------ Entries shown ------
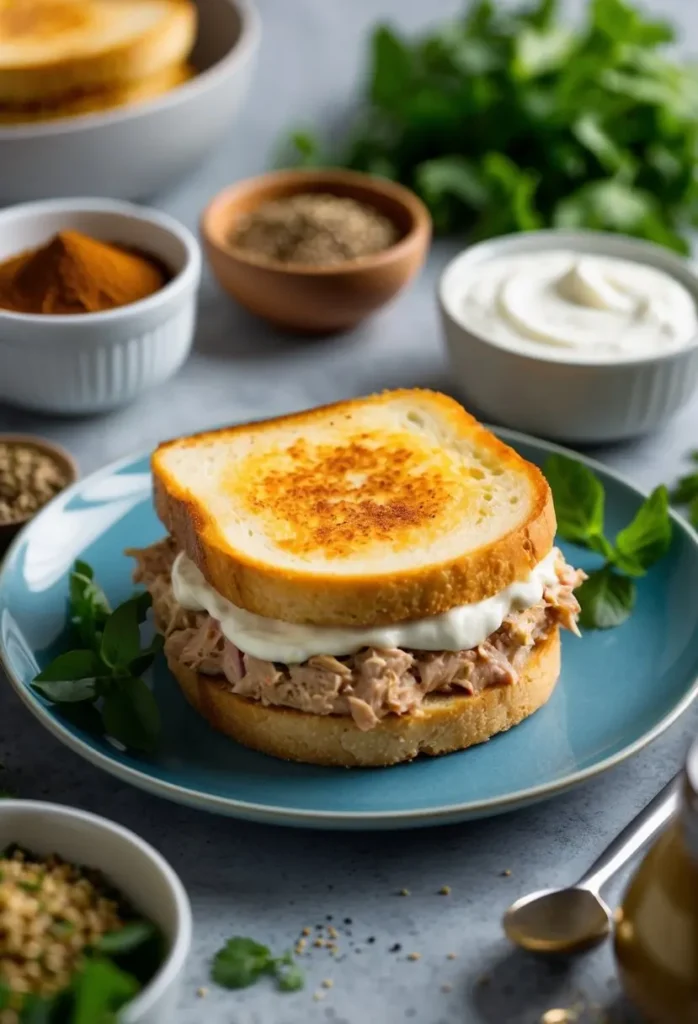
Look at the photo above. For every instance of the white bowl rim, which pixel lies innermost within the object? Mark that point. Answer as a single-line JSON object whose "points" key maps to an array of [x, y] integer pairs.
{"points": [[188, 274], [244, 47], [174, 963], [480, 252]]}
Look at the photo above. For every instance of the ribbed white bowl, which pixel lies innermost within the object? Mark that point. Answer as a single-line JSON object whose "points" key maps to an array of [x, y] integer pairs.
{"points": [[552, 395], [94, 361]]}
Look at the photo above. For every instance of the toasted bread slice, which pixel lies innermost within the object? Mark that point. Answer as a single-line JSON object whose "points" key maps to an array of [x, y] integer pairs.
{"points": [[443, 724], [56, 48], [377, 510], [98, 101]]}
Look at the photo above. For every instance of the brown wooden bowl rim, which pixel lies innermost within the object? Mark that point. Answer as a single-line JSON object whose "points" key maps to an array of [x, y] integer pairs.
{"points": [[57, 452], [419, 231]]}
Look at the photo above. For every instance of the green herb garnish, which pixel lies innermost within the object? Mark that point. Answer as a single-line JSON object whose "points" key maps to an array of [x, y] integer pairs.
------
● What is needed: Each entry is to be transcribed verbatim, and any picture in it is to be skipped.

● Task result:
Look at the photo above. For every instance of the white bowl rim, which pixel lies innermost within the object? Mark that point. Answer as a single-line JSON object whose "points" key maps to an array of [x, y] integer pairs.
{"points": [[188, 274], [244, 47], [174, 963], [480, 252]]}
Look at the photo above. For every instance of the ribbed white bowl, which pixel lies innermost within the object? Mark that point. Answer as a single-line JSON object whose "points" key maps to an array of [x, y] integer pairs.
{"points": [[552, 395], [94, 361]]}
Look at the photo above. For every instance of the toasted bread slice, which pixel lies innermost within the object? Mark that point. Answer as a single-line JSON object whose "points" key maps to an array of [x, y] integer pairs.
{"points": [[443, 724], [56, 48], [377, 510], [98, 101]]}
Look at the photo above. For every instance of the brown wooden bowl rim, which pixel lies innermost within the object? Mark that point. Answer as a single-line JSON object whose "points" key maps to an array of [x, y] integer pairs.
{"points": [[57, 452], [419, 231]]}
Look at the photo above. For every instance of the green herb garnish, which pixel lies innermost within the object? Mark that point. Answer as a single-line JSON object whose "points" key maps to an array of [x, y] integer pairs.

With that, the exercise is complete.